PROVIDED TEXT>
-*-*-
Last Updated: July 13, 2021
Isn’t it cool that you can sell the ugly Christmas sweaters your aunt knits and earn a living without even leaving your bed? Online retail has made our lives so much easier. However, it does come with certain risks.
Scammers quickly realized the malicious potential. How bad is it? Is there a way to protect yourself? Let’s dive into the ecommerce fraud statistics to answer these questions!
We’ll start by taking a look at the most fascinating stats out there!
- Online shopping frauds grew at a rate of 30% in 2017 – twice as fast as the rate of ecommerce sales.
- The rate of credit card chargebacks is rising with 20% each year.
- Ecommerce frauds increased by 45% in 2017. This lead to losses of $57.8 billion across 8 big industries.
- In 2017, 16.7 million US consumers were victims of ID theft. To put that in context, this fraud alone cost 15.4 million US consumers a total of $16 billion in 2016.
- In 2018, people lost $1.4 billion to scams – an increase of 38% compared to 2017.
- Chargeback scams accounted for $6.7 billion dollars in losses in 2016. The amount includes fees, as well as revenue and merchandise losses.
Now that you’re intrigued, it’s time to go further and take a look behind the scenes of digital fraud.
Essential Ecommerce Fraud Statistics
So are online shopping frauds really all that common? Let’s check out what the facts say.
1. The staggering 92% of fraudulent online transactions in 2017 involved a credit card.
(Sources: Digital Commerce 360, Shift Processing)
– In 2018, over $24 billion were lost worldwide due to fraudulent credit card transactions.
– The statistics indicate that most credit card fraud, 38.6% of reported cases, occurs in the US.
– Credit card fraud rose by 18.4% in 2018 and continues to increase.
– It’s 81% more likely to encounter a card-not-present fraud than point-of-sale fraud.
Yikes. So, to rephrase that old saying – keep your debit cards close, but your credit cards – closer!
2. In just 3 months – January to March 2019, there were 5,305 ecommerce fraud reports in the US.
(Sources: econsumer.gov, FTC)
– In 2017, 40 million US citizens, or 15.9% of study respondents, confirmed they have been victims of fraud.
– The most popular scams in the US sold fraudulent weight-loss products. There were 10 million registered purchases in 2017 alone.
– In fact, 2.6% of US citizens, or 6.5 million people, reported buying such products.
– The statistics show 50% of ecommerce fraud took place in Delaware, New York, and California.
– In 2017, attacks in Delaware and Oregon increased by 300%, in comparison with the previous year.
Scammers are getting smarter and more aggressive. And while giving up on e-commerce altogether is not the way to go, learning about different methods of protection against fraud, including identity theft, is important. Still not convinced it’s a big deal? Well, keep reading.
-*-*-
WORK INSTRUCTIONS>
1. Using the ecommerce fraud statistics page, decide whether each statement agrees with it. Answer yes or no for each and quote the words that decide it. (a) Ecommerce frauds rose by 45% in 2017. (b) Most reported credit card fraud occurs in the UK. (c) The amount people lost to scams in 2018 was lower than in 2017.
2. Translate this sentence from the ecommerce fraud statistics page into French: "Scammers are getting smarter and more aggressive."
-*-*-
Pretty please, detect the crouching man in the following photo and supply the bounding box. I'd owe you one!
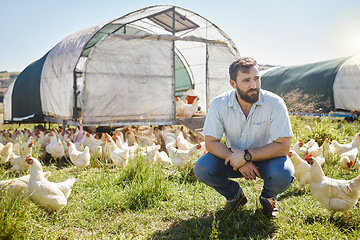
[194,58,294,217]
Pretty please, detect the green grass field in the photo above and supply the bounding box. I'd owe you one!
[0,116,360,239]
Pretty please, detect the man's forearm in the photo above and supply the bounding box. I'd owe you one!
[205,138,232,159]
[250,138,291,161]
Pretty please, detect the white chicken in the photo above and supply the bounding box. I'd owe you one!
[66,140,91,169]
[308,138,330,159]
[330,133,360,154]
[135,145,160,163]
[178,97,200,118]
[160,130,176,147]
[166,144,201,168]
[291,139,304,154]
[157,151,171,163]
[288,150,311,193]
[106,137,129,167]
[45,131,65,161]
[0,142,13,164]
[25,157,75,212]
[305,154,360,218]
[10,142,33,171]
[175,128,193,150]
[80,132,103,158]
[339,148,359,170]
[0,171,51,194]
[124,128,136,146]
[175,96,184,116]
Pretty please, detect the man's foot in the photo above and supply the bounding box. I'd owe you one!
[260,196,279,218]
[222,191,247,211]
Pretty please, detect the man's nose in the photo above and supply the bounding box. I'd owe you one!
[250,81,257,88]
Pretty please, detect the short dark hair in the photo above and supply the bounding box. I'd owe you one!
[229,57,259,81]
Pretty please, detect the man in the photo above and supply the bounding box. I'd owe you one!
[194,58,294,217]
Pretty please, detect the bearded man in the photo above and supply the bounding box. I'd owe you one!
[194,57,294,217]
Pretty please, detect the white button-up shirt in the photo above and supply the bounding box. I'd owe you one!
[203,89,293,150]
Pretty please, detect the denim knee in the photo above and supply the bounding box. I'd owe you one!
[262,157,294,197]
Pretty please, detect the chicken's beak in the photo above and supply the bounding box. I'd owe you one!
[25,156,33,164]
[305,157,314,165]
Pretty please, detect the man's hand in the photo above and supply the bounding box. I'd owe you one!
[239,162,261,180]
[225,150,246,171]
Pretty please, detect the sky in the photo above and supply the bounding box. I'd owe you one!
[0,0,360,72]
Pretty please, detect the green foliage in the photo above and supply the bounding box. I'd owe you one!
[0,188,31,239]
[118,157,170,210]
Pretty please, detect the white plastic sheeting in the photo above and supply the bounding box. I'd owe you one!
[40,25,106,119]
[82,35,174,123]
[333,55,360,111]
[3,81,15,120]
[4,5,239,125]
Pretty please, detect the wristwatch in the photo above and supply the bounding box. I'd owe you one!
[244,149,252,162]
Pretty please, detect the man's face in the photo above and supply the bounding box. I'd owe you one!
[231,66,261,104]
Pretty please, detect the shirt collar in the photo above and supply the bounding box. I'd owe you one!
[228,89,264,107]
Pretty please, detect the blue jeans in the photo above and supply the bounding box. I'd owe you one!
[194,152,294,200]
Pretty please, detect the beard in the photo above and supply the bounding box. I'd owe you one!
[236,86,260,104]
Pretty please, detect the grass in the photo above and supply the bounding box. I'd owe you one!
[0,116,360,239]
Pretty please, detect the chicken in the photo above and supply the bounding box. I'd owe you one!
[106,137,129,167]
[80,132,103,158]
[291,139,304,154]
[25,157,75,212]
[45,131,65,161]
[175,128,193,150]
[288,150,311,193]
[154,127,165,148]
[330,133,360,154]
[125,128,136,146]
[135,145,160,163]
[166,144,201,168]
[10,142,33,171]
[0,171,51,194]
[178,97,200,118]
[66,140,91,169]
[157,151,171,163]
[160,128,176,148]
[136,133,157,147]
[0,142,13,164]
[305,156,360,218]
[175,96,184,116]
[308,141,326,157]
[339,148,359,170]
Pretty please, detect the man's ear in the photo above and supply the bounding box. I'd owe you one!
[230,79,236,89]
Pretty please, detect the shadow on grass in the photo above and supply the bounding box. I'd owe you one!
[152,210,277,239]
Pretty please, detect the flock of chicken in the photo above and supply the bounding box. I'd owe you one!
[288,133,360,218]
[0,125,206,212]
[0,122,360,217]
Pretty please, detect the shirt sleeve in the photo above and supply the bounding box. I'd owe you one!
[270,98,294,141]
[203,100,224,139]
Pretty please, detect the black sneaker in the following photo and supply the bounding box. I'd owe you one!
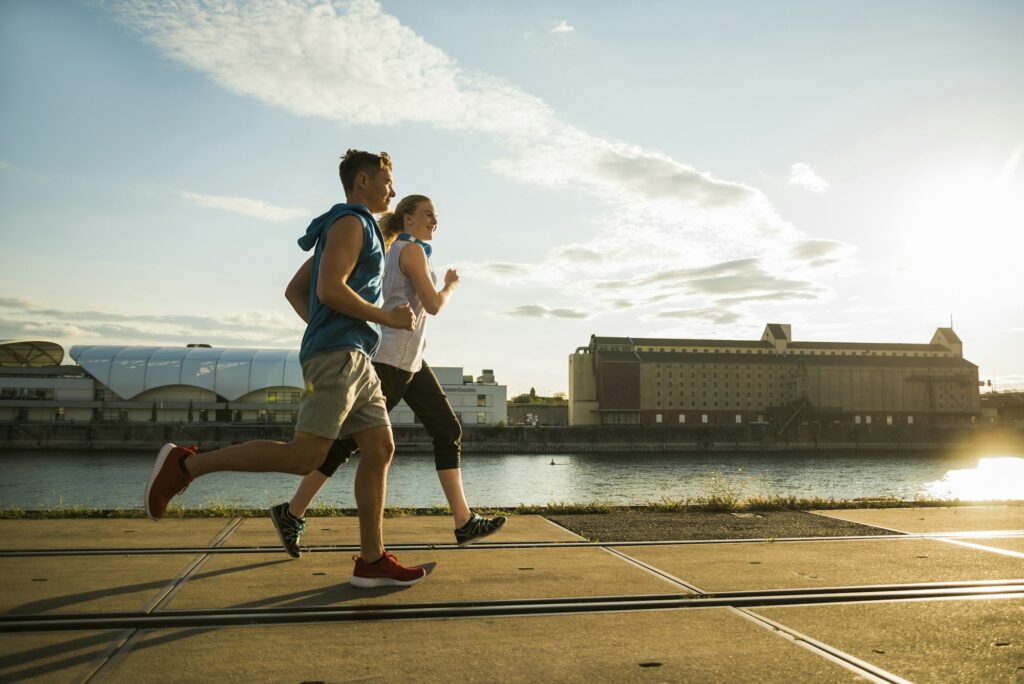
-*-*-
ANSWERS BELOW>
1.
(a) Yes: "Ecommerce frauds increased by 45% in 2017."
(b) No: "most credit card fraud, 38.6% of reported cases, occurs in the US."
(c) No: "In 2018, people lost $1.4 billion to scams – an increase of 38% compared to 2017."

2. Les escrocs deviennent plus malins et plus agressifs.